Below is a listing to repeat exactly, with its pictures left out.

SUPPLIED DATA
• • • •

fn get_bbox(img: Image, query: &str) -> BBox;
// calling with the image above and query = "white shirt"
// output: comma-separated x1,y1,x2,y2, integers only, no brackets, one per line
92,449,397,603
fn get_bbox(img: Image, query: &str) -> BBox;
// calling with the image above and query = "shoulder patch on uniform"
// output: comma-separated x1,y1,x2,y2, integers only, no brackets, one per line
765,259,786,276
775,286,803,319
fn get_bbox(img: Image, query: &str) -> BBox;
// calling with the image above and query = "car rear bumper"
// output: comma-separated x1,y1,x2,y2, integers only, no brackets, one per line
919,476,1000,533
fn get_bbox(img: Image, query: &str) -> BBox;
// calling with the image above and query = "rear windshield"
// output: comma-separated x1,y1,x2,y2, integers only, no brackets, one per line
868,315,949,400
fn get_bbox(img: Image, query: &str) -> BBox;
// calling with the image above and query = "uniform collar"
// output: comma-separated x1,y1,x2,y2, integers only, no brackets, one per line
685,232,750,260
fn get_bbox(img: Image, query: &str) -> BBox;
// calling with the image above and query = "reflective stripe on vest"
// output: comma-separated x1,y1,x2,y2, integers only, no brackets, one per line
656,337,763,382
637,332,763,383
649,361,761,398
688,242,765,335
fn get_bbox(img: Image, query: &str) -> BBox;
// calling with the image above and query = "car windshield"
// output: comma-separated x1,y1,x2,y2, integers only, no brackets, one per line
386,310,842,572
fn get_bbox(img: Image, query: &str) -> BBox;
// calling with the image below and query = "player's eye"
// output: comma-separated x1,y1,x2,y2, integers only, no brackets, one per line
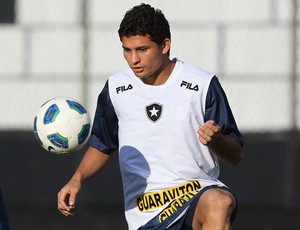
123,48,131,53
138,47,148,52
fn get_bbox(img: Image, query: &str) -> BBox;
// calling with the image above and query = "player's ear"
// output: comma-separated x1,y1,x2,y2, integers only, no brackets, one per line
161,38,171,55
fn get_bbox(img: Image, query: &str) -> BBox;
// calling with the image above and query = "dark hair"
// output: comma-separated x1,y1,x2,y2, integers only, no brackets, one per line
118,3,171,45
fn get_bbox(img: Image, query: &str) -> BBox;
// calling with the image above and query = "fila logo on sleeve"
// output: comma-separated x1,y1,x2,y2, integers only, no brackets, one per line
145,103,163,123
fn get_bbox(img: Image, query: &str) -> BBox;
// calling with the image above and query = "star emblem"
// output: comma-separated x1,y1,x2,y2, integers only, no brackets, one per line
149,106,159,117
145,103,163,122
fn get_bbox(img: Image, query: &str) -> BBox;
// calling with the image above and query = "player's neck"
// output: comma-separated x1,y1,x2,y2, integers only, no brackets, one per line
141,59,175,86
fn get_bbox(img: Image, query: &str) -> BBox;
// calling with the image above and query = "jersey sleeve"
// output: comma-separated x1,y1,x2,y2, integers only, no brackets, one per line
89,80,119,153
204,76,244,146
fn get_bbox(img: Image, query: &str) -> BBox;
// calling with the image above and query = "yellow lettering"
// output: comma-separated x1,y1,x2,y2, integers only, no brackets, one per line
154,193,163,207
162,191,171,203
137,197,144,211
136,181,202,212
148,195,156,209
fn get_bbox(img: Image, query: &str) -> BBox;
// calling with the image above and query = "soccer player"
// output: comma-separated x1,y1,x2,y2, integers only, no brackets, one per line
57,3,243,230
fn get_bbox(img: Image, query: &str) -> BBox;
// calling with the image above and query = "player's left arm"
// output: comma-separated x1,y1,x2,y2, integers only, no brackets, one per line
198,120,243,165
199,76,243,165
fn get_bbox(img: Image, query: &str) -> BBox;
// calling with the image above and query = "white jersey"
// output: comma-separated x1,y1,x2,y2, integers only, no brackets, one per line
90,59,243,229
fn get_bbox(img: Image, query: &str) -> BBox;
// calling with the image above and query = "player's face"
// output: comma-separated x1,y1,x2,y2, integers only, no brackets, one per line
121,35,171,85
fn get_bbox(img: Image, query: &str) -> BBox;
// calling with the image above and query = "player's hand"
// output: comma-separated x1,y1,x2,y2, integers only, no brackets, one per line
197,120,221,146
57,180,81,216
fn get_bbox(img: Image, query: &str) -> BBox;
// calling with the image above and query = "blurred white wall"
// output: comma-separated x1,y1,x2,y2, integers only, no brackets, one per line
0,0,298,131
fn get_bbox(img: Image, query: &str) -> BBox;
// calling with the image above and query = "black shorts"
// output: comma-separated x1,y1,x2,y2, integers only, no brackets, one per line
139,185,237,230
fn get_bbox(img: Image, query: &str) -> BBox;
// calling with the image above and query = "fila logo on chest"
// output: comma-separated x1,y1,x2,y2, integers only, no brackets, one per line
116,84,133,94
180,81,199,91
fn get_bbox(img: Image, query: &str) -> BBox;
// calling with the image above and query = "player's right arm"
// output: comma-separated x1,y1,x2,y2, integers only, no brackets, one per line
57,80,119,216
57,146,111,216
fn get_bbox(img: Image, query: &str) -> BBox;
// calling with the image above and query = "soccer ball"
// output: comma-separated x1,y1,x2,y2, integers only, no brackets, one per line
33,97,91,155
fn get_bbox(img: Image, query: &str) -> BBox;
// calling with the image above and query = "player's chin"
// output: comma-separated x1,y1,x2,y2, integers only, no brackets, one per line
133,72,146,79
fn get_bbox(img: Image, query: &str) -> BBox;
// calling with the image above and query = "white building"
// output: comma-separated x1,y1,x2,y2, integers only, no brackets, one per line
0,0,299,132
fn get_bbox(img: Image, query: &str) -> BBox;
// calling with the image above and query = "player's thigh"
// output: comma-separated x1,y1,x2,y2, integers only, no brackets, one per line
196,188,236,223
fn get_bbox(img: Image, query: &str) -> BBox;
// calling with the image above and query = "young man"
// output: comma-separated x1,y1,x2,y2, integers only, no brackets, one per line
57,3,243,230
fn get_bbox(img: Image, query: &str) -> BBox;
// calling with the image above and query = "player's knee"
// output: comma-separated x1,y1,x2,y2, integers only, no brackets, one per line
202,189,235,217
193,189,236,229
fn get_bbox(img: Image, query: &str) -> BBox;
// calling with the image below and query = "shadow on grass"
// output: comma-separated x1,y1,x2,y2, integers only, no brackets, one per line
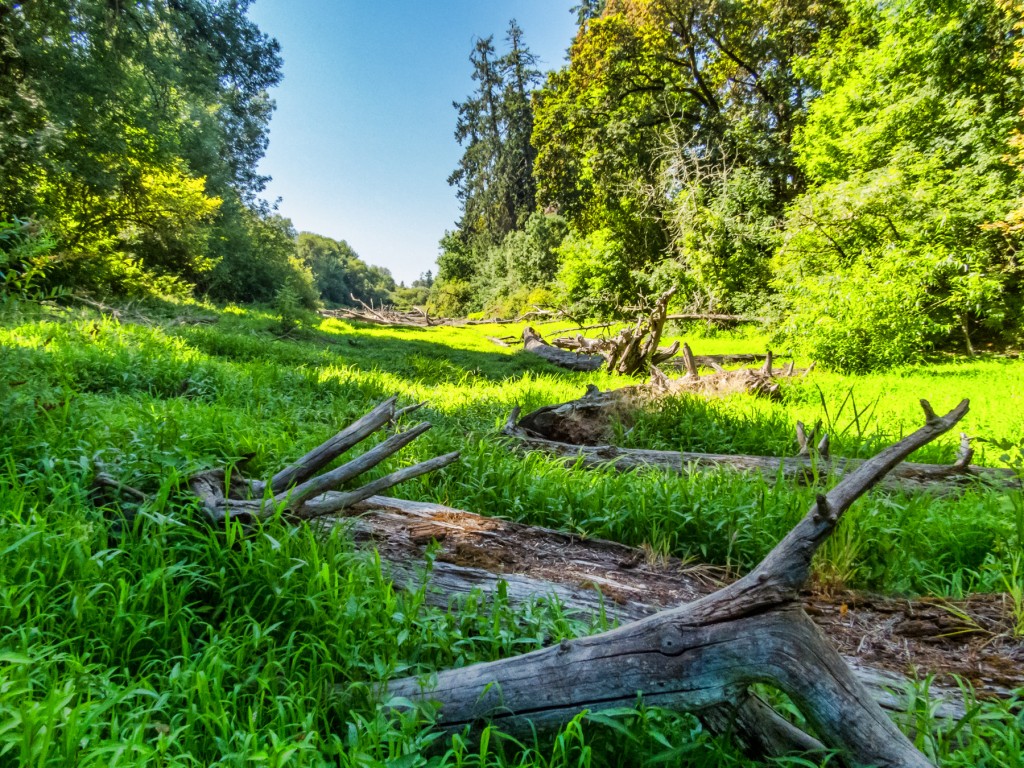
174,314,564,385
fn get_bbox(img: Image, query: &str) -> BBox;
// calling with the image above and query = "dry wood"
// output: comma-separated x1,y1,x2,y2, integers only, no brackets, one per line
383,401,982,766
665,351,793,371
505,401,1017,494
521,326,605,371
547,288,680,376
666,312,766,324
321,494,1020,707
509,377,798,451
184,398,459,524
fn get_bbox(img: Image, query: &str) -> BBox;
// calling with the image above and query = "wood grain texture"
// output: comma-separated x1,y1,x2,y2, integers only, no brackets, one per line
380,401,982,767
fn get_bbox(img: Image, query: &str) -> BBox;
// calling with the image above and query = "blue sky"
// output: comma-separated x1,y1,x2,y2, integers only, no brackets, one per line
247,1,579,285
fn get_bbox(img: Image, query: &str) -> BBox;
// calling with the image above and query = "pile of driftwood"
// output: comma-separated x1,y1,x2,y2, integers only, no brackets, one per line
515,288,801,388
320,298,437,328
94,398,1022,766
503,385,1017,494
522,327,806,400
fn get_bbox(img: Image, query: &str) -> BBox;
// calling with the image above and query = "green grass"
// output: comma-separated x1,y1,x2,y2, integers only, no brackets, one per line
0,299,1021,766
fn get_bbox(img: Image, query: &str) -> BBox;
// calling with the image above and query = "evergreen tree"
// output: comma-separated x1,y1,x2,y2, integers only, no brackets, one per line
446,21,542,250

• • • •

EXERCISE OUTPUT
fn get_bbox(img: Image, query: &str) -> BBox;
// calling with the image above and query = "white shirt"
// output: comma-separated x1,y1,x2,y2, integers only, no brackets, one per line
92,449,397,603
fn get_bbox(img: Image, query: &str) -> BBox;
// calling with the image above and query = "shoulder patch on uniform"
// output: comma-separated x1,y1,x2,y2, integers only, no brackets, one per line
765,259,786,276
775,286,803,319
fn get_bbox(img: Image, query: &str) -> BBox;
// calling with the image above and query = "car rear bumper"
// output: comma-separated x1,y1,x2,y2, integers only, no brackets, one per line
919,476,1000,533
fn get_bbox(img: Image, query: &str) -> BBox;
// calling with the image above and query = "rear windshield"
// output: comma-separated x1,y1,x2,y2, integers only, no brackets, one per line
868,315,949,400
fn get_bbox(img: Image, query: &str) -> BBox;
// calling with the image above and query = "uniform collar"
// output: comma-separated x1,y1,x2,y2, integers only, no brackets, one per line
685,232,750,260
fn get_bbox(img: Image, query: &str) -> BBox;
// calling with the image above and query = "reflective stripe on vest"
// output: comma-separated x1,y1,x2,y2, integers only, no brackets, one per line
656,337,763,382
637,332,763,383
649,361,761,398
688,242,765,335
fn get_bbox(img: Image, query: &str) -> BBox;
// calling with the image above and query = "car windshield"
// output: comma-separated x1,y1,x2,y2, integers only, no brackets, one per line
386,310,842,572
fn get_bbox(img: Image, query: &str) -> BBox;
// calling with the image below and query = "player's eye"
// output: comma-separated x1,y1,x2,y2, integers only, no brackets, one per line
123,48,131,53
138,47,148,52
fn get_bbox(img: Image, query: &str) -> BBox;
// calling with the image above and query = "player's ear"
// output: comma-separated x1,y1,x2,y2, integers only, no brackets, one per line
161,38,171,55
fn get_bbox(img: Image, query: &str) -> BBox;
// calling with the image above and query = "dark hair"
// output: comma-separated x1,y1,x2,y2, integers only, no brackets, one per line
118,3,171,45
fn get_bbox(img: Image, query: &str) -> BBox;
// calling with the image above and query = "fila logo on sleeve"
// output: comma-separated x1,y1,x2,y2, integers only, no brackets, one per line
145,103,163,123
fn get_bbox(img: Image, query: &str) -> BBox;
// calling with the image above and query = "star emblem"
// output: comma-separated x1,y1,x2,y2, integers only, no brackets, one per line
149,106,159,117
145,103,163,122
fn get_bbox(img: Image, query: &str) -> BBox;
// calling with the image above and query = "player's neck"
// output: comma-separated x1,y1,x2,y2, integers only, no brackets, one per line
141,59,175,86
fn get_bbox(img: Image, query: &str) -> BBox;
// calling with the image above and query = "jersey sleeve"
// output: comma-separated x1,y1,x2,y2, integers only, no brackets, one per line
89,80,119,153
204,76,244,146
fn get_bbox(img: Image, query: &str) -> BBox;
// calling with the image above and query = "yellow lettering"
// output: comma-separated x1,y1,x2,y2, integers only, no brackets, one per line
154,193,163,207
162,191,171,203
137,197,144,211
136,181,202,212
148,195,156,209
fn get_bbox(img: Image, query: &str) -> BBox;
// calling with the image above and query = "soccer player"
// output: comma-separated x1,y1,x2,y2, integers only, no brackets, one per line
57,3,243,230
fn get_bbox(img: Image, query: &str) -> BBox;
// calling with the image above and query = "player's left arm"
// output: comma-separated x1,y1,x2,y2, integers only, no brackets, one per line
198,120,243,165
199,76,243,165
fn get_bbox(img: Image, query: &str) -> BBox;
// calling with the image above and query = "white jersey"
// output: comma-separated x1,y1,x2,y2, integers only, no brackets, one per line
90,59,243,229
fn get_bbox(img: Image, query: &str) -> BBox;
// calling with the image above and query = "player's face"
// output: comma-separated x1,y1,x2,y2, integers only, no brackets, one per line
121,35,171,85
fn get_bbox(img: Image, query: &str) -> BBox;
// calling with the image above and query = "player's hand"
// output: comma-separated x1,y1,x2,y2, integers only, no brackets, one per line
197,120,221,146
57,180,81,216
fn get_bbox(img: Image, query: &str) -> BBox;
// calling with the image above and query = "blurred white wall"
// output: comma-separated x1,y1,x2,y2, integers only, no brackets, one per line
0,0,298,131
fn get_bbox(img: Image, query: &str) -> BBox;
// calling with the image above and query = "black shorts"
// output: comma-separated x1,y1,x2,y2, integers only, no brackets, one per line
139,185,237,230
fn get_bbox(img: Image, query: &str) -> BBox;
// calling with the image above and query = "fila logo on chest"
// output: comma-separated x1,y1,x2,y2, integers only, no brackets, one per line
116,84,133,94
180,81,199,91
fn get_bbox(img: Image, query: &str) -> BBox;
// calling with the image above and query = "player's right arm"
// output: comma-separated x1,y1,x2,y2, integers only, no brackets, one per line
57,80,119,216
57,146,111,216
fn get_bbox(img: Image, query: &str) -> BBox;
// calling with the image above and query = "soccer ball"
// output: comma-separated x1,y1,x2,y2, integers only, no brackets, one per line
33,97,91,155
fn get_bbox(img: Image, query: &str) -> BBox;
// calling with the image above and query = "player's chin"
// output: comma-separated x1,y1,x2,y2, integers only, no brackets, one per line
133,72,146,79
fn get_bbox(img: Image, query: &str) -> BBox;
// calling with the image above and query = "white building"
// output: comma-separated x1,y1,x2,y2, integers only, no brackets, one per line
0,0,299,132
fn get_bbox(img: Image, query: &str) -> BBox;
// calling with the image above and query = "player's thigh"
// output: comma-separated x1,y1,x2,y2, integers only, no brackets, one per line
196,188,236,223
fn get_bbox(img: Image, query: &str) -> BBox;
// calling with the image above and query = "young man"
// output: comma-separated x1,y1,x2,y2, integers only, no brackets, one per line
57,3,243,230
fn get_bbox(img: Image, query: &str) -> BBox;
// calling with the image above and query = "player's knee"
// output: comma-separated x1,y1,x2,y2, integers only, no brackets, one per line
202,189,235,217
193,189,236,229
fn get_bbox(img: Image, query: &str) -> BBox;
// calling with the image below and query = "shadow on grass"
// output: comma-separated x1,y1,x2,y2, integers only, no brackets, one per line
174,314,564,385
fn get_bbox(img: Image, query: &str) -> BBox;
// calling with the image above and query = "dry wood"
// output: comma-separated x1,y1,x2,y2, integers only, no brackets, one per line
383,401,982,766
665,351,793,371
505,401,1017,494
521,326,605,371
547,288,680,376
666,312,766,324
321,494,1020,707
509,377,798,451
184,398,459,524
fn get_bbox(img: Image, query: &str) -> BBox;
// calling with the image above and query = "wood grain texture"
// output: comma-separated x1,y1,x2,y2, integers only, no brackets, one per line
380,401,982,767
fn get_bbox(img: Image, query: &str) -> BBox;
// calling with the image above and query = "blue sky"
// output: comma-separated x1,y1,x2,y2, integers only, no brackets, one per line
247,1,579,285
fn get_bbox(img: Image, query: &str) -> BBox;
// calling with the image above and query = "pile of driftwood"
// output: comma-separated x1,y1,x2,y2, integers only, no brackets, one per line
515,288,801,388
320,298,437,328
94,398,1022,766
503,385,1017,494
522,327,806,400
fn get_bbox(img: Image, query: &str) -> BBox;
// calling with the image above and query = "green grass"
// output: comma-separated x1,y1,x2,y2, integers only, no brackets, one per line
0,299,1021,766
fn get_bbox(img: Image, query: &str) -> BBox;
// calling with the image above and query = "evergreen tree"
// output: comma-separated x1,y1,x2,y2, integers only, no brackets, one per line
446,21,542,250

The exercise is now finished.